Reproduce the part of the entries below that opens with the line containing "TARGET = cut bamboo end" and runs through the end of the entries, both ends included. Leave the pictures out.

Dataset entries:
○ ○ ○
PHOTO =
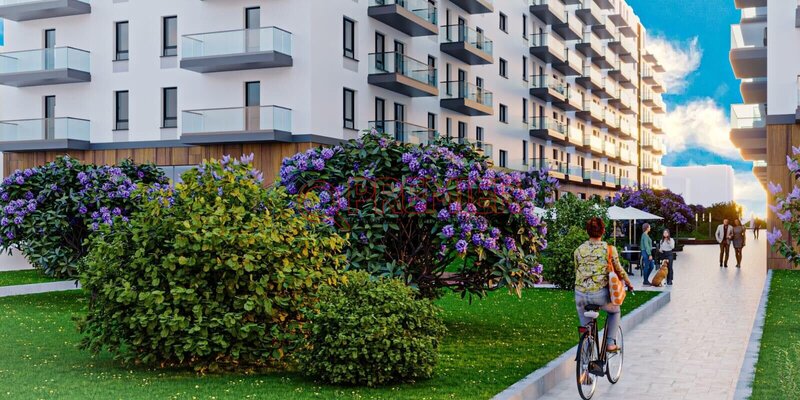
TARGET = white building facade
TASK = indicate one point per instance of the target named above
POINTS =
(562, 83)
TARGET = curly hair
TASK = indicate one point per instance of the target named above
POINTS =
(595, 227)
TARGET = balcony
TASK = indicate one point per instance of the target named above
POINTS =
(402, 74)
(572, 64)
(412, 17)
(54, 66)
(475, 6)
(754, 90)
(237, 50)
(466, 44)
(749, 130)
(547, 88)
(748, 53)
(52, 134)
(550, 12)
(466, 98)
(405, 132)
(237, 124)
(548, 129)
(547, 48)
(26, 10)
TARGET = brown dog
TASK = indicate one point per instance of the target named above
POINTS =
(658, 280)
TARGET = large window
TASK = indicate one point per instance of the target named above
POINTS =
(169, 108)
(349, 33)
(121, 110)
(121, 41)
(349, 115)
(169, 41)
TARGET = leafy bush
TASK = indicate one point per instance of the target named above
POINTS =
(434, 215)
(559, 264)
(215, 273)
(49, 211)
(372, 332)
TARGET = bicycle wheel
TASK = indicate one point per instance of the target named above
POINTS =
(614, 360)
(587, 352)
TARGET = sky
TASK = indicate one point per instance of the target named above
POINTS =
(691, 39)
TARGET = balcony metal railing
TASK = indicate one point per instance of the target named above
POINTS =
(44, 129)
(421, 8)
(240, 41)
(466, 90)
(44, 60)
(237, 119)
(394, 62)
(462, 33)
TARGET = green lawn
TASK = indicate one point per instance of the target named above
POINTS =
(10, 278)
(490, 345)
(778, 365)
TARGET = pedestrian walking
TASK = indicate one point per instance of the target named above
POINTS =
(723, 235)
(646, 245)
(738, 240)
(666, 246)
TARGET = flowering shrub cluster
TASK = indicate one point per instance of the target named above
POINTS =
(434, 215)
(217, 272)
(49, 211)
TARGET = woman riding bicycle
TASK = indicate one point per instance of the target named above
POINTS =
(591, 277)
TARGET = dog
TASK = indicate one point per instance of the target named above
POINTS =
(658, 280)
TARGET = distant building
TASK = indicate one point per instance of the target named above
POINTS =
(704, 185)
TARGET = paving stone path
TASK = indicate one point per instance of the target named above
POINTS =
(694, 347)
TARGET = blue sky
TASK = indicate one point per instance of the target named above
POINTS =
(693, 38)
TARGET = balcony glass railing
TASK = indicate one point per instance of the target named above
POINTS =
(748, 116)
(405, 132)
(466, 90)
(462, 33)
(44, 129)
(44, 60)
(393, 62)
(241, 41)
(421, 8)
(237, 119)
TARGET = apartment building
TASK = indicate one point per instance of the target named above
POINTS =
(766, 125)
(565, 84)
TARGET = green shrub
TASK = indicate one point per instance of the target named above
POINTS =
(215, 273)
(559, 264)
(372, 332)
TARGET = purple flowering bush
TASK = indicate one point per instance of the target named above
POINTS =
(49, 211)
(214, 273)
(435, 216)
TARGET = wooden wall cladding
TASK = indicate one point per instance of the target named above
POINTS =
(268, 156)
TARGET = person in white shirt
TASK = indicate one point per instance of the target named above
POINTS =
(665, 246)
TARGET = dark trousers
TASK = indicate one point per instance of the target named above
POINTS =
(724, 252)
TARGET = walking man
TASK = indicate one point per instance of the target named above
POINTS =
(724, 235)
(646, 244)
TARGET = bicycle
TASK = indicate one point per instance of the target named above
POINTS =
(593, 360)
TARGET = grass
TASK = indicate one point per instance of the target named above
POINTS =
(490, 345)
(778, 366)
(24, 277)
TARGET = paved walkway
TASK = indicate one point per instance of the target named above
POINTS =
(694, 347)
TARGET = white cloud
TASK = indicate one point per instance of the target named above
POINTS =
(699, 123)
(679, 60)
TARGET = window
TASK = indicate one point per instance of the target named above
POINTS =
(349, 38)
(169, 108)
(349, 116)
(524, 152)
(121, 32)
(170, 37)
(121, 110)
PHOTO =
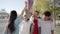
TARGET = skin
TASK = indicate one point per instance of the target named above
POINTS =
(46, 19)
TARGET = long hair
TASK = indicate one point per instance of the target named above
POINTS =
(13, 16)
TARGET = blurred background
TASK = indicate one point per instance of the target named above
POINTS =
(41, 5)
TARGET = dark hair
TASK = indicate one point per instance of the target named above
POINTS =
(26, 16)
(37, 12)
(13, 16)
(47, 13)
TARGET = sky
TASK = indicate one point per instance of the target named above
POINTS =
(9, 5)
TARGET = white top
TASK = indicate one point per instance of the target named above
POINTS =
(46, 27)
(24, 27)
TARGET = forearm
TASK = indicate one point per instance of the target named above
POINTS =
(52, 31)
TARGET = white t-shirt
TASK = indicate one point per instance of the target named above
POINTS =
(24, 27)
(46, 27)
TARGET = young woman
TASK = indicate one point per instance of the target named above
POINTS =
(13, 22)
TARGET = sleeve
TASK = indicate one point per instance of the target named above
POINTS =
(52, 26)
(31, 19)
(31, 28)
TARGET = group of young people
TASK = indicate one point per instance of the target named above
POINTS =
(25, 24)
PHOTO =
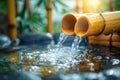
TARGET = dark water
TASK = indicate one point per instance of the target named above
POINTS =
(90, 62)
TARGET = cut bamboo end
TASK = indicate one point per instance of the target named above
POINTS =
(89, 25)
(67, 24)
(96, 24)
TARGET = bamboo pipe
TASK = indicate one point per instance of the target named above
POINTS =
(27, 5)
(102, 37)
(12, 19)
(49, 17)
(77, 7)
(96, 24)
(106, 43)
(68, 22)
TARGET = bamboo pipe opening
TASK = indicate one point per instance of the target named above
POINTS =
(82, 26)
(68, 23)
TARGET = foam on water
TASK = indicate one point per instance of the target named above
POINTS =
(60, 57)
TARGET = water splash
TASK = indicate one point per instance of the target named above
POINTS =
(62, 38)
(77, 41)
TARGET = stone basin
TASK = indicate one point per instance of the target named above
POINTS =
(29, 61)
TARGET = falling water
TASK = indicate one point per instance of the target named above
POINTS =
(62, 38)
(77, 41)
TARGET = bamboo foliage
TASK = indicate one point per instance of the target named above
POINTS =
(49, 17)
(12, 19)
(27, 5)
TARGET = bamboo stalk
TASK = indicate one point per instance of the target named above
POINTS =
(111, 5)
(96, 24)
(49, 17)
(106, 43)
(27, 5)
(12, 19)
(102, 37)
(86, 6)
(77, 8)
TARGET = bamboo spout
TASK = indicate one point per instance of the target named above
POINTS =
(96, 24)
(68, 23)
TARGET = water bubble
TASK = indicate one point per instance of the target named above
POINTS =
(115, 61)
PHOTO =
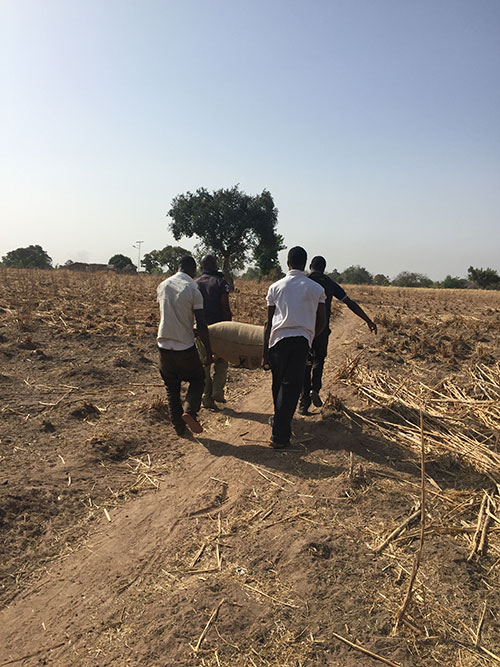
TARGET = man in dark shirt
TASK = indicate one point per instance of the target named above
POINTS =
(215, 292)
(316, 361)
○ ○ ○
Result of the exercise:
TARGET = cut bamboo end
TASK = indicate one point per instance of the target named above
POINTS =
(89, 25)
(67, 24)
(96, 24)
TARGET = bamboo pipe
TASK = indicate one point per instance of the target named above
POINTS =
(27, 5)
(102, 37)
(12, 19)
(49, 17)
(77, 7)
(96, 24)
(106, 43)
(68, 22)
TARGET = bamboo pipe opening
TASK = indicate one point per instance of the target named above
POINTS =
(82, 26)
(68, 23)
TARGET = foam on water
TASK = indicate one point per instance of the target named above
POINTS =
(60, 57)
TARGET = water splash
TASK = indicate one point per instance of the target named above
POINTS =
(62, 38)
(77, 41)
TARGET = stone basin
TASK = indicate one point per instance of the target named above
POINTS =
(29, 61)
TARGET = falling water
TASK = indicate one point per instance of the target named above
POINTS =
(62, 38)
(77, 41)
TARGET = bamboo foliage
TASK = indicate one point per instance of the target named above
POINTS =
(49, 17)
(12, 19)
(27, 5)
TARGET = bamboo stalk
TASK = indicate one point per instance of the target named above
POINTS =
(111, 5)
(96, 24)
(49, 17)
(106, 43)
(27, 5)
(12, 19)
(102, 37)
(86, 6)
(77, 8)
TARGET = bamboo spout
TASK = indicate one point per instance of the target named above
POINTS =
(96, 24)
(68, 23)
TARGET = water bubble
TASK = indicate one point per instance of the target named above
POINTS =
(115, 61)
PHOTO =
TARGET = man in dark shirt
TASK = indicate one point per instance of the target named above
POINTS =
(215, 292)
(316, 361)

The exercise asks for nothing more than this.